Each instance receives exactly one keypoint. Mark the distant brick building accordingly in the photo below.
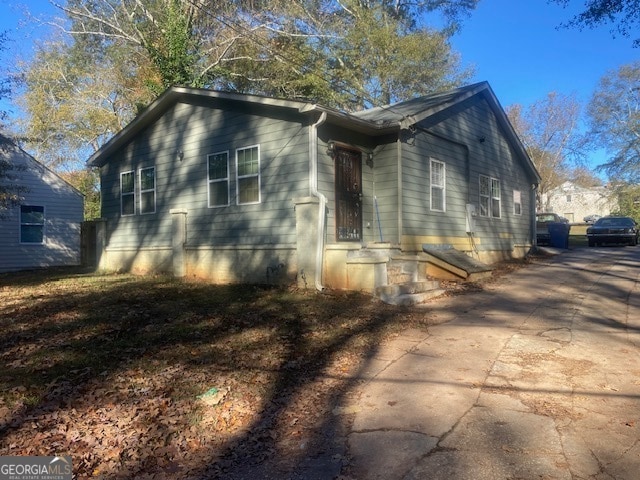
(574, 202)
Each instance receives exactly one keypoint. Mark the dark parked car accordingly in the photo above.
(543, 221)
(613, 230)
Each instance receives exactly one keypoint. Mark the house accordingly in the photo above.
(44, 229)
(243, 188)
(574, 202)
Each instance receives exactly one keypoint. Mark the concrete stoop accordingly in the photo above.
(411, 293)
(406, 282)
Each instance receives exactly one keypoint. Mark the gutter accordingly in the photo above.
(313, 180)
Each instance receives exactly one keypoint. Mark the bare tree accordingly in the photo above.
(549, 130)
(614, 118)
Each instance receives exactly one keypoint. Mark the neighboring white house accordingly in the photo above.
(44, 229)
(574, 202)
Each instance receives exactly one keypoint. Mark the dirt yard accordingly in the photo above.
(157, 378)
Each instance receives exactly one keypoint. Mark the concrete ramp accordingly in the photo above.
(447, 263)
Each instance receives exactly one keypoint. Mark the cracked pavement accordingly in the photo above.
(537, 377)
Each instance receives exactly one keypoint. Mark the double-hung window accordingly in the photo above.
(127, 193)
(489, 197)
(147, 190)
(218, 168)
(438, 184)
(31, 224)
(248, 175)
(517, 202)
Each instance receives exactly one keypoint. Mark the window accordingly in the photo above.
(31, 224)
(517, 202)
(437, 186)
(489, 197)
(127, 193)
(218, 164)
(248, 172)
(147, 190)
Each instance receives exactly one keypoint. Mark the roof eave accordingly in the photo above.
(176, 94)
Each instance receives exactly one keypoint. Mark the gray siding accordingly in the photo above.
(63, 210)
(468, 123)
(198, 130)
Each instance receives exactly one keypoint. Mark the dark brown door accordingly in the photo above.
(348, 195)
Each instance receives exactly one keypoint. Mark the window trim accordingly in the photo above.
(142, 192)
(517, 202)
(442, 187)
(132, 193)
(241, 177)
(489, 197)
(218, 180)
(42, 225)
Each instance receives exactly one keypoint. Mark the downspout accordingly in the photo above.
(313, 180)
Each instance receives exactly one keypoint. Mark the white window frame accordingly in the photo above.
(239, 177)
(131, 193)
(517, 202)
(441, 186)
(496, 196)
(147, 190)
(33, 224)
(211, 181)
(490, 197)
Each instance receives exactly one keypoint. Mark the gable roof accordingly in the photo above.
(374, 121)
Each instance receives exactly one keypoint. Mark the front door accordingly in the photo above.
(348, 195)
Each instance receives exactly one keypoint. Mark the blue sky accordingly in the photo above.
(515, 45)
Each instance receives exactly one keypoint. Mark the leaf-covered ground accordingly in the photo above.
(149, 377)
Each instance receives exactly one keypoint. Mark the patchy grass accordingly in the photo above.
(119, 371)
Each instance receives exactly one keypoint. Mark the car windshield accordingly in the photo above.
(614, 222)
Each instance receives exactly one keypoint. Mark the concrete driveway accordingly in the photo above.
(536, 377)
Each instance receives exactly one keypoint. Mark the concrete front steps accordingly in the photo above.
(410, 293)
(406, 282)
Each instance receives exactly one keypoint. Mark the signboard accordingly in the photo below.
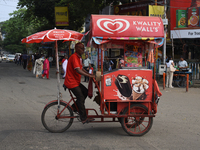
(177, 34)
(156, 11)
(126, 26)
(175, 5)
(61, 16)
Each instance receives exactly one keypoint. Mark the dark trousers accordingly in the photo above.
(86, 77)
(81, 93)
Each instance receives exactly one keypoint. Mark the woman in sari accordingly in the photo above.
(46, 68)
(30, 64)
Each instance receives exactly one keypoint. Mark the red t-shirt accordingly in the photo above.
(72, 78)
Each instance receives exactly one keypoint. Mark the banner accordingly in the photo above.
(156, 11)
(61, 16)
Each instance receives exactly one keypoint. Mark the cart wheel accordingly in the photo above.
(50, 120)
(136, 126)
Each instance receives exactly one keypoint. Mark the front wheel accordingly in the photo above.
(136, 126)
(52, 122)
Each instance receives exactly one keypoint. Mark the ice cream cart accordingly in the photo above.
(129, 95)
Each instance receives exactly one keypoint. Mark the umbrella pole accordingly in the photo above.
(58, 75)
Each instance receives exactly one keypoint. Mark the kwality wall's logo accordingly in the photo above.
(120, 25)
(109, 26)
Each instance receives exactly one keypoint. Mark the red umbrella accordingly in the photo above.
(54, 35)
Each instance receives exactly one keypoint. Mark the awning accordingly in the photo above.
(120, 27)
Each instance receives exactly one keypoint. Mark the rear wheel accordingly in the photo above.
(136, 126)
(53, 123)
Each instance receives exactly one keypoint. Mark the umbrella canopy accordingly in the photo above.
(53, 35)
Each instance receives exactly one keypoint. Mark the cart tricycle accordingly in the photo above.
(128, 95)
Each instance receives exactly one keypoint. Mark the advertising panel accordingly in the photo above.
(193, 16)
(181, 16)
(128, 84)
(156, 11)
(133, 55)
(61, 16)
(175, 5)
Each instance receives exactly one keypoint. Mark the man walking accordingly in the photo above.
(86, 64)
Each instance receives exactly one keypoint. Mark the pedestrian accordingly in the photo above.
(30, 64)
(105, 64)
(38, 67)
(63, 69)
(18, 58)
(33, 59)
(111, 63)
(24, 58)
(50, 61)
(64, 66)
(182, 64)
(86, 64)
(169, 73)
(73, 81)
(91, 69)
(46, 68)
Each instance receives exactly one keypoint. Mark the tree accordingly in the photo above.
(17, 28)
(78, 10)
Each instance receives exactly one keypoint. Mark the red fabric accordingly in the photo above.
(113, 26)
(90, 88)
(72, 78)
(53, 35)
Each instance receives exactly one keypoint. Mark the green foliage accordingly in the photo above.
(15, 29)
(78, 10)
(39, 15)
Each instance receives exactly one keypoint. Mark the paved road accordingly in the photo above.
(23, 97)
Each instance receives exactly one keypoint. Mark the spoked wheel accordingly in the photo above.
(52, 122)
(136, 126)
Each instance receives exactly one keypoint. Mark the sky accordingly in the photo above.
(6, 7)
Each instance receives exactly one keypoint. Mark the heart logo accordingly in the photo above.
(109, 26)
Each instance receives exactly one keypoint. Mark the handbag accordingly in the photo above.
(171, 68)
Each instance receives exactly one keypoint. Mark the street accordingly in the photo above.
(23, 97)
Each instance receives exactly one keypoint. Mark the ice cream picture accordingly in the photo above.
(123, 85)
(139, 86)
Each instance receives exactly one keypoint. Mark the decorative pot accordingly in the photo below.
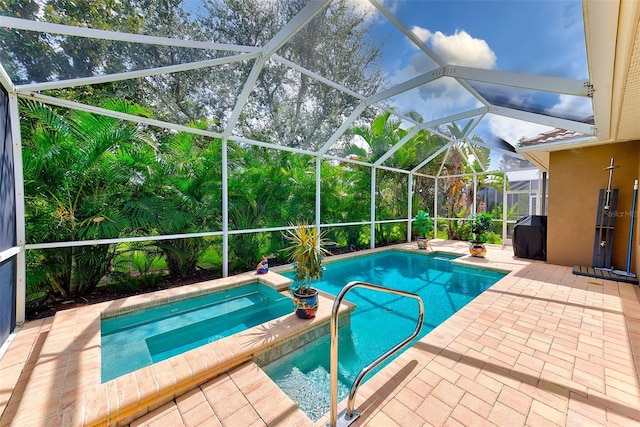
(306, 304)
(477, 249)
(422, 242)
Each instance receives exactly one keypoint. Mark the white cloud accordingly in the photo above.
(578, 106)
(512, 130)
(458, 49)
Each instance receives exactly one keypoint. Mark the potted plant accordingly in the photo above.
(306, 253)
(424, 224)
(480, 225)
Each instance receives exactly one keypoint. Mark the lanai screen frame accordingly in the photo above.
(574, 87)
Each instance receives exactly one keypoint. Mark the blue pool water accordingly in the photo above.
(380, 320)
(135, 340)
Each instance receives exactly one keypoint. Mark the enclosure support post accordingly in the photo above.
(435, 208)
(18, 174)
(504, 209)
(543, 195)
(225, 211)
(372, 243)
(318, 192)
(409, 206)
(475, 193)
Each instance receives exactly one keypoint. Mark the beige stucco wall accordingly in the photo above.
(575, 177)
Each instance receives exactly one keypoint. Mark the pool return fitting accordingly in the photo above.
(349, 415)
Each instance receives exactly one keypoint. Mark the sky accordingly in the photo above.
(543, 37)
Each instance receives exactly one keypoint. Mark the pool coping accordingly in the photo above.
(65, 386)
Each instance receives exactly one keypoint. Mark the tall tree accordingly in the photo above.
(286, 106)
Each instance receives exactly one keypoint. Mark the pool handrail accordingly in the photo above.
(349, 415)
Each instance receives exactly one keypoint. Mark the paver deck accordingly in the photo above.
(540, 347)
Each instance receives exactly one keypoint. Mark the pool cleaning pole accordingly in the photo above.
(631, 225)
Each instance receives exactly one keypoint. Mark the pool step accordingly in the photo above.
(233, 317)
(178, 308)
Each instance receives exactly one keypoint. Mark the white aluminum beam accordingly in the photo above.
(372, 232)
(46, 27)
(431, 157)
(318, 192)
(406, 32)
(285, 34)
(541, 119)
(9, 253)
(18, 177)
(444, 159)
(458, 116)
(318, 77)
(409, 206)
(398, 145)
(420, 80)
(343, 128)
(5, 80)
(497, 149)
(473, 151)
(519, 80)
(225, 208)
(115, 114)
(136, 74)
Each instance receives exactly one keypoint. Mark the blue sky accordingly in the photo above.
(535, 37)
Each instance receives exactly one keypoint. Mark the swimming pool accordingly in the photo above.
(138, 339)
(379, 321)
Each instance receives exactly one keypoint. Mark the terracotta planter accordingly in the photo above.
(306, 304)
(477, 249)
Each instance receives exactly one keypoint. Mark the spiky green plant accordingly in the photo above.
(306, 252)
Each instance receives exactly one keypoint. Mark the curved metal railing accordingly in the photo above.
(350, 414)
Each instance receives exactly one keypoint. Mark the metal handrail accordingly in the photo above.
(350, 415)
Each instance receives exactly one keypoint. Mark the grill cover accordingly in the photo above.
(530, 237)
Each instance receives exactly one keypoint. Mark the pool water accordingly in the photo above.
(135, 340)
(380, 320)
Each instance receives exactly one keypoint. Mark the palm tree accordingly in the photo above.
(82, 173)
(187, 180)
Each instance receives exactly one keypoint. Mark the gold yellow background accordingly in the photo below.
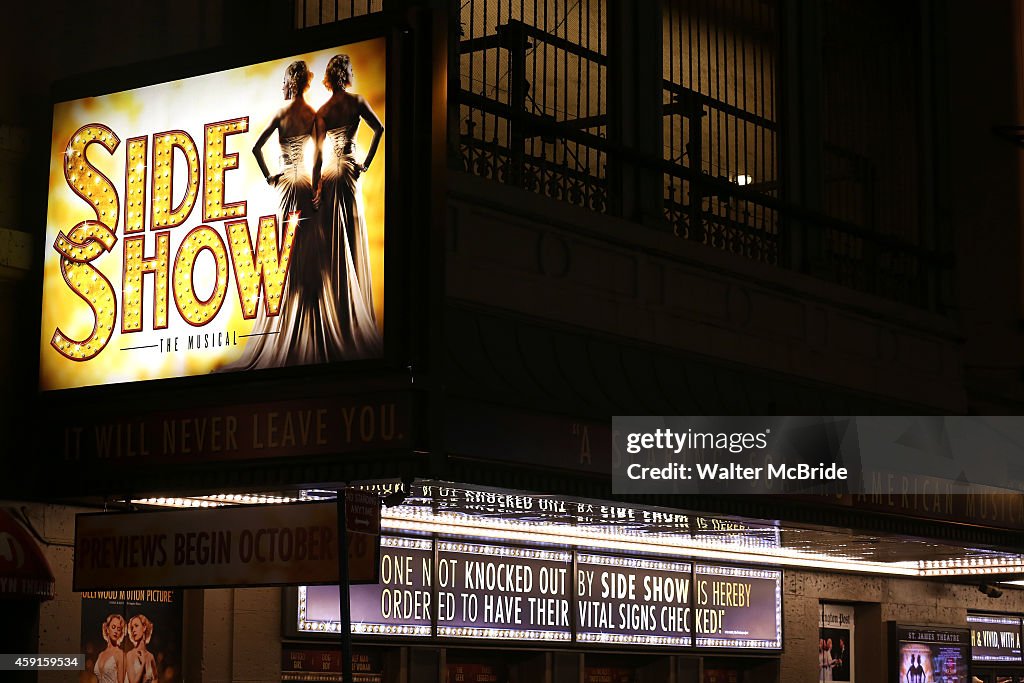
(187, 104)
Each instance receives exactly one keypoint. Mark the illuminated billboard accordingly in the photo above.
(224, 222)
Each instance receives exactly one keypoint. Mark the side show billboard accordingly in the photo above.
(206, 225)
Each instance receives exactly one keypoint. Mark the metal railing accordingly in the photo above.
(536, 109)
(316, 12)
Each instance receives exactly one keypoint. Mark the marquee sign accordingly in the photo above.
(994, 638)
(488, 591)
(258, 545)
(206, 224)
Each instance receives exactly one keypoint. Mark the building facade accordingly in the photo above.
(738, 207)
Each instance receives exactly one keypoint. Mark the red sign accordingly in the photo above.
(24, 570)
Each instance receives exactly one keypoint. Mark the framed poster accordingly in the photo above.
(836, 642)
(132, 636)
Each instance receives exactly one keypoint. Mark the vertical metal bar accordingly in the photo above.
(344, 599)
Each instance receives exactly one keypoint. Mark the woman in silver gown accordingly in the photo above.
(307, 329)
(335, 174)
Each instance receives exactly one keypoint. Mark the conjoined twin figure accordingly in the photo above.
(327, 311)
(135, 666)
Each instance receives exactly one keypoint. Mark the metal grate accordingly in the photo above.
(532, 95)
(315, 12)
(719, 120)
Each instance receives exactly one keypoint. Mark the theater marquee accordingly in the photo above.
(170, 252)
=-=-=
_Challenge:_ Produce an exact copy of the lines from the one containing "Each instance receives exactly one keypoint. Mark the marquee" through the last line, and of nothing else.

_Answer to the exercise:_
Each instance receives exactly one keypoint. Mark the marquee sign accordingly in the photo above.
(994, 638)
(488, 591)
(258, 545)
(206, 224)
Each instance receives exactly one keypoint. Mark the building facade accordingly in the photo above.
(738, 207)
Each instance receives exactly one keypoint. Mark the red sign accordingly in the photo above.
(24, 570)
Each instance receives exactly one keypoint. Mark the framed poster accordingly in the photo above.
(836, 642)
(132, 636)
Each instance receives exactly one keypoint. Mark the vertical metal bar accordingly in the photo above.
(344, 599)
Each instance receives exactly one keypoint. Mark the woman in silver gown accordingly in the photo above.
(307, 329)
(335, 174)
Each instance receives exactly one keypoint. Mark the conjoined twin figure accordingly in the photo above.
(327, 311)
(135, 666)
Each instance receives exactly one keypoint. Mark the metal grate accordingly in the photo above.
(532, 95)
(315, 12)
(719, 120)
Each instance receives exactly one keypoint. Mark the theater marquee accordingly in the photo above.
(170, 252)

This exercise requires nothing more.